INSTRUCTION => Copy the listing from the line that has "like [(581, 272)]." through the line that has "[(488, 238)]", requests included. Shift every coordinate in the answers by -85.

RECORDS FOR THIS EXERCISE =>

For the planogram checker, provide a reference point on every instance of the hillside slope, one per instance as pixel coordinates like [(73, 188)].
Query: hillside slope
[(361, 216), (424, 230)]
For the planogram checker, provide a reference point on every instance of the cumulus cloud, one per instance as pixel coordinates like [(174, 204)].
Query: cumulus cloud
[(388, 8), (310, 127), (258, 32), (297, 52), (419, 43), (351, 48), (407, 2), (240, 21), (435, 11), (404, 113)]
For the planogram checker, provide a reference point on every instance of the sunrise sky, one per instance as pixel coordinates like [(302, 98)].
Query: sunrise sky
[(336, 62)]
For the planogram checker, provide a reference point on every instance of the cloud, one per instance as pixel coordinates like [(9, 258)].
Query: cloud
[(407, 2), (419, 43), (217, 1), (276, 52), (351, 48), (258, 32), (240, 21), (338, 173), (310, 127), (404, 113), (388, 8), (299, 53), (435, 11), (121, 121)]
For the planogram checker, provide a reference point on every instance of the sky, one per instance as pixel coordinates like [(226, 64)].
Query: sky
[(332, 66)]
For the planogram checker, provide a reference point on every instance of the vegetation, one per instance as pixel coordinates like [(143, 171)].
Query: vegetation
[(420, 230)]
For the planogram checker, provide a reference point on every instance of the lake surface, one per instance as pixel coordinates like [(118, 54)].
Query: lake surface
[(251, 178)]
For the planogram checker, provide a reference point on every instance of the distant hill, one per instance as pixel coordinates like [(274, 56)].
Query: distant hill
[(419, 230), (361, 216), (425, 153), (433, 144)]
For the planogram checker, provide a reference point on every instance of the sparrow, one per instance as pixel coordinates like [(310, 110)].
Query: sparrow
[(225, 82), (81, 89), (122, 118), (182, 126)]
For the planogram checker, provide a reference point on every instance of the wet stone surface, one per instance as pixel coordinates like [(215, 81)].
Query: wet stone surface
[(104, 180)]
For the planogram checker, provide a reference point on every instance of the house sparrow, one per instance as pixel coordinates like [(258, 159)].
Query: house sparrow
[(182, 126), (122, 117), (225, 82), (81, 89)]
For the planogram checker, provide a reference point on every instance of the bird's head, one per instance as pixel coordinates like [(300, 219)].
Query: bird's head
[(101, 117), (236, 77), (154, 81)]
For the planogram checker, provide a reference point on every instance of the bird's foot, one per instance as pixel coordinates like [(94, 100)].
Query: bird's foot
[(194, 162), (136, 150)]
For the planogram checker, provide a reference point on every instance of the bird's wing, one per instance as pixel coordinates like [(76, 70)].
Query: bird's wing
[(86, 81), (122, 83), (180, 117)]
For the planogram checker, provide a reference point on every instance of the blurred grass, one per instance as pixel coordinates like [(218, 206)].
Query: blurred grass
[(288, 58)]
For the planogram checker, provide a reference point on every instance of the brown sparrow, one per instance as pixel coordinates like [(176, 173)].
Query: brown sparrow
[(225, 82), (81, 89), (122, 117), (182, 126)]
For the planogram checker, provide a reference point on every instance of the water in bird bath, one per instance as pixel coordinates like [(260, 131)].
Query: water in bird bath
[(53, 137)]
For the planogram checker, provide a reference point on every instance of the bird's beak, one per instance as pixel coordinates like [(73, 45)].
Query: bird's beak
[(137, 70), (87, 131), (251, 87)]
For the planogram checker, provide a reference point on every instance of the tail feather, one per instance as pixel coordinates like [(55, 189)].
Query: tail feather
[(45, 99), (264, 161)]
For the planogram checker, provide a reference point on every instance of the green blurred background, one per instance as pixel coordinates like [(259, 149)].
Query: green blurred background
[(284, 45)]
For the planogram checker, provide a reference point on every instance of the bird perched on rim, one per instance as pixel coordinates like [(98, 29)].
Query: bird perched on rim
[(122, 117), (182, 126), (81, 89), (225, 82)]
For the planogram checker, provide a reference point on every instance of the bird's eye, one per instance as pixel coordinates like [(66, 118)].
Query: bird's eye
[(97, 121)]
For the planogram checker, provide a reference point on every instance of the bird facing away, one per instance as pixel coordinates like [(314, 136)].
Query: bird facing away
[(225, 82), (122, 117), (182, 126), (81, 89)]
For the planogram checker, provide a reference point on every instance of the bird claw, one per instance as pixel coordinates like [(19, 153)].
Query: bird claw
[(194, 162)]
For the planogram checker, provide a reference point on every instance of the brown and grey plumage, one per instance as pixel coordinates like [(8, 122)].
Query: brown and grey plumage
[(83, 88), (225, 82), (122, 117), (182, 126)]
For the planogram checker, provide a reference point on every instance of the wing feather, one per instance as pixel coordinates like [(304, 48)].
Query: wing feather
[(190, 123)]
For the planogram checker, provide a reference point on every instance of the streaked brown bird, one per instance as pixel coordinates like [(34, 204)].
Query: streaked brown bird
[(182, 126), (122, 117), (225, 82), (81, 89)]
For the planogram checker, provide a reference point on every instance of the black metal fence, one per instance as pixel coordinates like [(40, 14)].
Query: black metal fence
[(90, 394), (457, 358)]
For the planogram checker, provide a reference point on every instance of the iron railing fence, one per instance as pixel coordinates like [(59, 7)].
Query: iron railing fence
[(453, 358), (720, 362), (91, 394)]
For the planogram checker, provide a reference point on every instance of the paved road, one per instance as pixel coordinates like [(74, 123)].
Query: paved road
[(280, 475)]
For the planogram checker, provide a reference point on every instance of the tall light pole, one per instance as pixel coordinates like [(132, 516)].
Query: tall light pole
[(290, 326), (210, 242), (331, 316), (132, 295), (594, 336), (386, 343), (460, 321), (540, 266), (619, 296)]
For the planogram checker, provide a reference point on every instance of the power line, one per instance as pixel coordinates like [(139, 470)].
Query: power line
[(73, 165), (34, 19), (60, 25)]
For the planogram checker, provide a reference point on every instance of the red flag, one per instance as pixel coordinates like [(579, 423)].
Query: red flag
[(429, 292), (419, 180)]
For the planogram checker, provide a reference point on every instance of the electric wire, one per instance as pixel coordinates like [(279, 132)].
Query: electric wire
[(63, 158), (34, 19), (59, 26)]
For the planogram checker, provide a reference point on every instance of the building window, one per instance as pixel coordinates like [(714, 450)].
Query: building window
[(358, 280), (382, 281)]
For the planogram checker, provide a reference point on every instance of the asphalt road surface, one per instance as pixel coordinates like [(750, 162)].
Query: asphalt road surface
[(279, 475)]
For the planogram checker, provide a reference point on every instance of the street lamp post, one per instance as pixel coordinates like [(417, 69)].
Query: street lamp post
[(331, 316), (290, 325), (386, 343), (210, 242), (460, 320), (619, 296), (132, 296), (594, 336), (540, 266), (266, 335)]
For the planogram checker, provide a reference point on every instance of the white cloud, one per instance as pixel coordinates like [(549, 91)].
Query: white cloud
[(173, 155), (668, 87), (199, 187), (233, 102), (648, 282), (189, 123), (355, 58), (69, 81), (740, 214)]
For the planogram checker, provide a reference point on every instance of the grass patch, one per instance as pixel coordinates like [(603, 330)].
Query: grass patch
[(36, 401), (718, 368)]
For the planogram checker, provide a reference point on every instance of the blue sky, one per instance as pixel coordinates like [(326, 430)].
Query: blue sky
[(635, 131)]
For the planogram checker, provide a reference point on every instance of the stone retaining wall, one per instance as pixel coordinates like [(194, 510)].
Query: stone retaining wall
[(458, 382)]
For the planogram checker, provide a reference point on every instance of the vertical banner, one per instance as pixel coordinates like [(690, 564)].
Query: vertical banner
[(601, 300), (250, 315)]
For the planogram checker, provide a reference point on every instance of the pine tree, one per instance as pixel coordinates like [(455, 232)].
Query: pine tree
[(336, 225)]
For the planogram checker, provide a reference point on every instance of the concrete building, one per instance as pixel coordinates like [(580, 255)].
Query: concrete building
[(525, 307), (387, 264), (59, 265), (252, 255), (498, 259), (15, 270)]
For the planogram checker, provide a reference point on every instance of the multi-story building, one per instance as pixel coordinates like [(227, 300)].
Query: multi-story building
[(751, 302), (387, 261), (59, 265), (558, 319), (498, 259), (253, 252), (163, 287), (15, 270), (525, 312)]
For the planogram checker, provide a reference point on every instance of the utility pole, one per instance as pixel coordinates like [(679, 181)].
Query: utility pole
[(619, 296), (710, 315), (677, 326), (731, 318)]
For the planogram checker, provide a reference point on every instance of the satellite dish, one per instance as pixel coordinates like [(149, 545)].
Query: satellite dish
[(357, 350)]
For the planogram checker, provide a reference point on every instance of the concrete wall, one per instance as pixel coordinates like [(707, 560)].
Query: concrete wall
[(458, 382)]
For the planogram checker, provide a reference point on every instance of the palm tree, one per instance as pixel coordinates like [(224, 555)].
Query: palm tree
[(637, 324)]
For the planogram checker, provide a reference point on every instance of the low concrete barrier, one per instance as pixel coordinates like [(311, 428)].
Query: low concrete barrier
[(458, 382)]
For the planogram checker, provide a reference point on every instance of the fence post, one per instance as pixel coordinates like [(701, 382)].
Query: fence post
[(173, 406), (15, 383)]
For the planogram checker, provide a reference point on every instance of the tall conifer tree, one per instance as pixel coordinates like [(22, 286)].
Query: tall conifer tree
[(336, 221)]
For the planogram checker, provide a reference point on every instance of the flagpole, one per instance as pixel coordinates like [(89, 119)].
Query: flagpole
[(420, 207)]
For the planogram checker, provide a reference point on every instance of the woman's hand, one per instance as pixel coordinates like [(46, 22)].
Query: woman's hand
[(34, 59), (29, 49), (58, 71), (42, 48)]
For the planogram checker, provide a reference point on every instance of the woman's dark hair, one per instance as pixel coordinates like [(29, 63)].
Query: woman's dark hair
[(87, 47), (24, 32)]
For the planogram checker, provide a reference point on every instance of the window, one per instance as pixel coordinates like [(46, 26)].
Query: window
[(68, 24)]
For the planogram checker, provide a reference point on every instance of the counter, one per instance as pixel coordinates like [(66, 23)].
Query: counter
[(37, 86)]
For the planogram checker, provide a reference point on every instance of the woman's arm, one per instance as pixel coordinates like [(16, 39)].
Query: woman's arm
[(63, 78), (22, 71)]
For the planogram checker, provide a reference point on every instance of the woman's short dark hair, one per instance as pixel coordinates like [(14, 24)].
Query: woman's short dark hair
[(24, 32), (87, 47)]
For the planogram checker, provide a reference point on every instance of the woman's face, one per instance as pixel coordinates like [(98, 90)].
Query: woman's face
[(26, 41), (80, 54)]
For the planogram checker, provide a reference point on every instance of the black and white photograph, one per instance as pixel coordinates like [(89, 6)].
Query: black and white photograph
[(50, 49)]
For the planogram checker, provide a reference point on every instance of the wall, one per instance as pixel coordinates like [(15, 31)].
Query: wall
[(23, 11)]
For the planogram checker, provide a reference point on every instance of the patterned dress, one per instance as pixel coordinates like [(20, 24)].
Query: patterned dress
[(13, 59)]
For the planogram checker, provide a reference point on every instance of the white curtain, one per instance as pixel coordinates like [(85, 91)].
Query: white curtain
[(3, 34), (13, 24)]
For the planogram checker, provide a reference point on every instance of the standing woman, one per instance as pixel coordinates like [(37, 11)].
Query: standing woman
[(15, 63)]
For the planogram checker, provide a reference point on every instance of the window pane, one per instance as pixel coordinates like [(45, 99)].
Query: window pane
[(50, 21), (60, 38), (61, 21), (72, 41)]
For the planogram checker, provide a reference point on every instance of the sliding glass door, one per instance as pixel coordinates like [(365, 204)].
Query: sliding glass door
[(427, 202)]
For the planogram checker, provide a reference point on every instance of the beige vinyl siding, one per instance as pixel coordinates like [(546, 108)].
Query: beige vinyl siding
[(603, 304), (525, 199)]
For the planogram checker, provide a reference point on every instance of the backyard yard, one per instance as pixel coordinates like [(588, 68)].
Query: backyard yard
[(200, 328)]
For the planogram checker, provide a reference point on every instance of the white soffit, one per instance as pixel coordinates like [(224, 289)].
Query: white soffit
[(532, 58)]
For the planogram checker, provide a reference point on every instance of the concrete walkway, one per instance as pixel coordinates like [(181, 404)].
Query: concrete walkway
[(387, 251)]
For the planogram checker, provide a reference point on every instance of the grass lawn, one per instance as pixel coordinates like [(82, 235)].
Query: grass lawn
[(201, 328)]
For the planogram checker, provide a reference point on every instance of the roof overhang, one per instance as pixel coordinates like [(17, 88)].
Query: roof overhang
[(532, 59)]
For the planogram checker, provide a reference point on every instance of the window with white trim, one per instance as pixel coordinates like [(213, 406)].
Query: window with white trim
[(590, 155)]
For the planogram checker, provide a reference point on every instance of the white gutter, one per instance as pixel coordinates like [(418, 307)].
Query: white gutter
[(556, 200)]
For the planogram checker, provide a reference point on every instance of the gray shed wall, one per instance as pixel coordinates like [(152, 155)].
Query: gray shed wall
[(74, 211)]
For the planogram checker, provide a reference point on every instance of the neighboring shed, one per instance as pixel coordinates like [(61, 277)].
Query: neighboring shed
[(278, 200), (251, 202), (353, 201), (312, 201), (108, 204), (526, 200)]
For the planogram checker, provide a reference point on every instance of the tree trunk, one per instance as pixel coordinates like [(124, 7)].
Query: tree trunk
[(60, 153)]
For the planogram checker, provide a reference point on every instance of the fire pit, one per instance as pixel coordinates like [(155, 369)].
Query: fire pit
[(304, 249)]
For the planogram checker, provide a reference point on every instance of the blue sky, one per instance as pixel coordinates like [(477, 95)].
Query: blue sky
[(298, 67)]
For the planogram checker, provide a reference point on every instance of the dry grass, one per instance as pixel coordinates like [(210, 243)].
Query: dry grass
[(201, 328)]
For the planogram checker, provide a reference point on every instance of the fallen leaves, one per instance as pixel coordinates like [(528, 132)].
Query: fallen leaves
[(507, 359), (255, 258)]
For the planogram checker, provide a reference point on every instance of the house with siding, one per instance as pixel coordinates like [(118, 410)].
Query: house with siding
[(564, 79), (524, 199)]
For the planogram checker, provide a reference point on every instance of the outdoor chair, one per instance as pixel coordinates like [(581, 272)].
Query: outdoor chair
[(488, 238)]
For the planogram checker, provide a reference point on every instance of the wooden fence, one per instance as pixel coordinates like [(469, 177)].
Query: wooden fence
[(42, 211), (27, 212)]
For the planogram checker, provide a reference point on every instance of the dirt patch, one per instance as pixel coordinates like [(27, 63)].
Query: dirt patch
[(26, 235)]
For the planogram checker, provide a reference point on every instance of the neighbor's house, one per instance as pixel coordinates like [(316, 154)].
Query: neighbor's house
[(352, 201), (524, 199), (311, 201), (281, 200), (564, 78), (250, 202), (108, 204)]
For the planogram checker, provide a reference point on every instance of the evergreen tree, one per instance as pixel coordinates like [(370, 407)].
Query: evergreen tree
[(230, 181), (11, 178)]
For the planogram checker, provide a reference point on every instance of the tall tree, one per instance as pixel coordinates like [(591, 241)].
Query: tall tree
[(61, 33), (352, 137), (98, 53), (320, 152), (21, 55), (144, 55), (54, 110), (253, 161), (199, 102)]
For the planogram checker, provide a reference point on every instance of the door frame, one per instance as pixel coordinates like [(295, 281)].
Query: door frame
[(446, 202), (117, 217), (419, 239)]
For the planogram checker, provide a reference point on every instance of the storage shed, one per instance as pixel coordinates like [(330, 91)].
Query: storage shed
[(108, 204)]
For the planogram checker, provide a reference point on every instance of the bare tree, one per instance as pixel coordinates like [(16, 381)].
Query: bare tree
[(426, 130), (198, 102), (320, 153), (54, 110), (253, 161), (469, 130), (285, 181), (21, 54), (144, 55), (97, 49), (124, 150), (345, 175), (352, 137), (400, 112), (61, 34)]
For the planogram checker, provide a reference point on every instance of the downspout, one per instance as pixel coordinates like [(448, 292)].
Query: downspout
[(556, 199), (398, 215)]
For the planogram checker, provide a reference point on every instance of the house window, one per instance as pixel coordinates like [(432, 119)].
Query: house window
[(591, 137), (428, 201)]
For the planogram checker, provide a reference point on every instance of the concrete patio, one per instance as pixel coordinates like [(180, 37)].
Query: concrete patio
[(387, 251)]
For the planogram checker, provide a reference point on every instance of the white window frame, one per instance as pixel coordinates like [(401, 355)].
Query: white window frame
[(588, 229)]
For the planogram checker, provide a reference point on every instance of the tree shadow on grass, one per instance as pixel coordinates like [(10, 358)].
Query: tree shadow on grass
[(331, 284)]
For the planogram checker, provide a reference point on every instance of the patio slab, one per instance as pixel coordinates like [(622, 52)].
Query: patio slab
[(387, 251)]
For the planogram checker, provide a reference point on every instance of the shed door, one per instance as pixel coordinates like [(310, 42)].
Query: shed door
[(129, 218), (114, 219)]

EXERCISE SOLUTION =>
For the planogram checker, provide a reference point on every instance of the outdoor chair, one per instance as pixel coordinates like [(581, 272)].
Query: outdoor chair
[(403, 153)]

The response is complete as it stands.